Text excerpt:
* BEGIN *

For some time now (groaaan, a pun), we've known that we need 'time support' in ParaView/ParaQ, but there's been little written down about what this really means. Time support is a broad topic, and this wiki entry is an attempt to lay the groundwork for future debate on the topic.

What is time support?

This is our first question to address. Certainly, ParaView supports 'time', in that it reads data files that have a notion of time (in particular, timesteps). And ParaView supports animations that show time sequences. However, there are many improvements, large and small, that need to be made.

Use Cases

Below is a list of use cases, in the voice of the customer, without suggesting an implementation. "Must have" features are required by users in order for them to use ParaQ.

Must Have

  1. Plot the values of one-to-many elements over a specified range of time (client side graphing).
  2. Animations of time-series data that handle simulations with nonuniform time steps. This includes optional interpolation of node(cell) variables to intermediate times to avoid choppy playback or nonuniform playback (i.e., varying playback speed as integration step size is varied).
  3. Get a window of data (all elements between times T1 and T2).

Very Desirable

  1. Take time series data for one-to-many elements, run that through a filter (such as calculator), and then plot that (client side graphing).
  2. Ghosting (e.g. see the path of a bouncing ball).
  3. Plot the values of nodal (or cell-centered) variables taken on over a space curve and over a specified range of time. The space curve may be a line or a circle.
  4. Having an optional "snap to nodes" feature for the spacetime plots above (Need 3) would be very useful.
  5. Having an optional "geometry inference" feature for defining circular curves for the spacetime plots above (Need 3) would be very useful.
  6. Min/max, and other statistical operations. The operation can be for a single element over time or over all elements over time. Want to know the time at which a variable meets or exceeds a given value (either at specified node(s), or for any node in the entire mesh). An example is thermal situations where we need to know whether or when a particular temperature-sensitive component fails.

Desirable

  1. Provide time series data to a filter that requires multiple time-steps as input (DSP) e.g: for time step N, average the data for N-1, N, and N+1.
  2. Support alternatives to streamlines - streamline: plot the path through a field at an instant in time. Streak-/path-lines: plot the position of a particle for every instant in time.

* END *

Exercise task:
Please answer these questions from the ParaView time support text:
1. In which two products does the text say time support is needed?
2. What example is given for ghosting?
3. What two shapes may the space curve be?

Data segment:
* BEGIN *

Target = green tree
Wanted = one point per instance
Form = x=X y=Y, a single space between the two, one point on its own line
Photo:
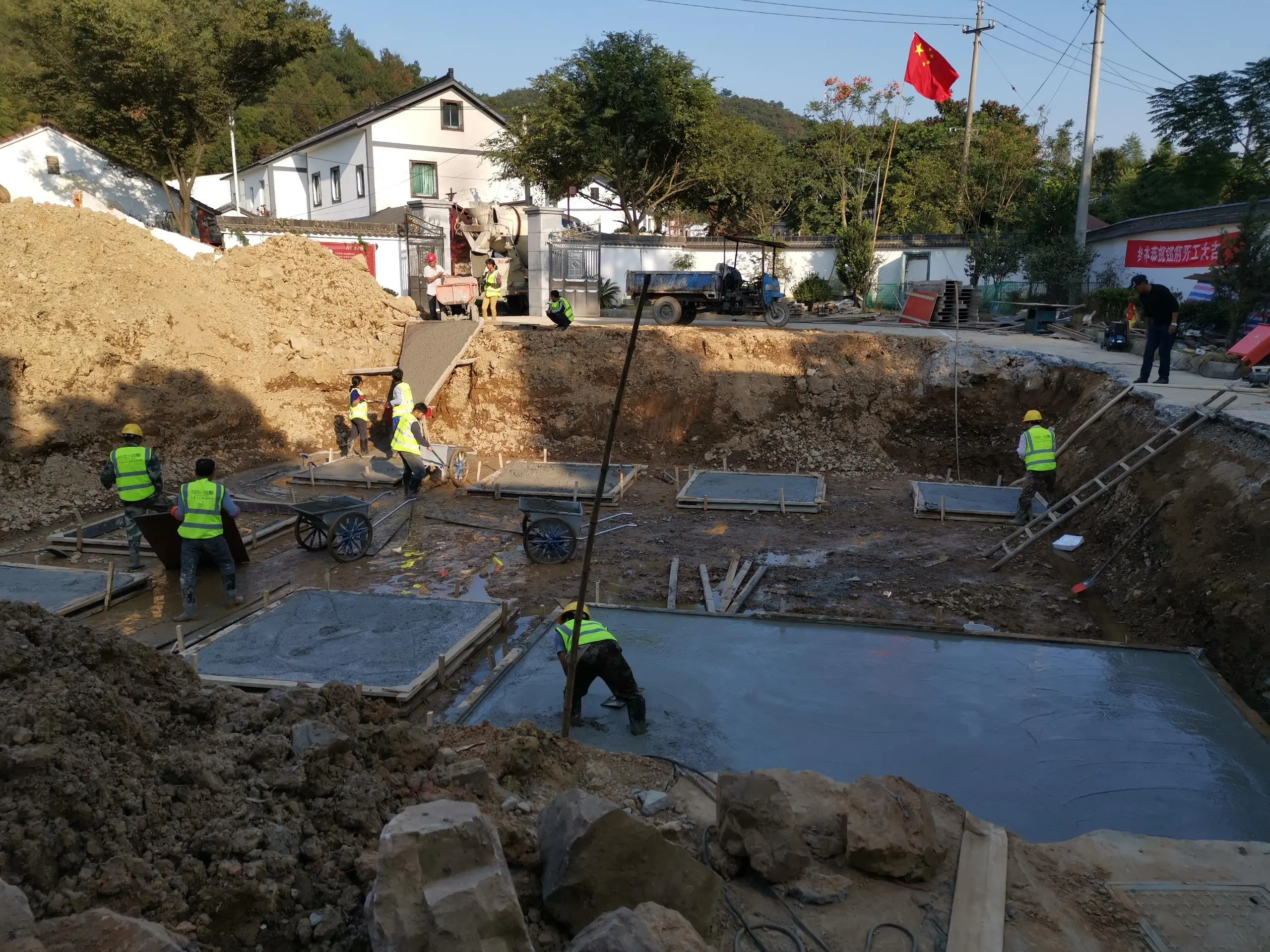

* END *

Problem solution:
1. ParaView and ParaQ.
2. Seeing the path of a bouncing ball.
3. A line or a circle.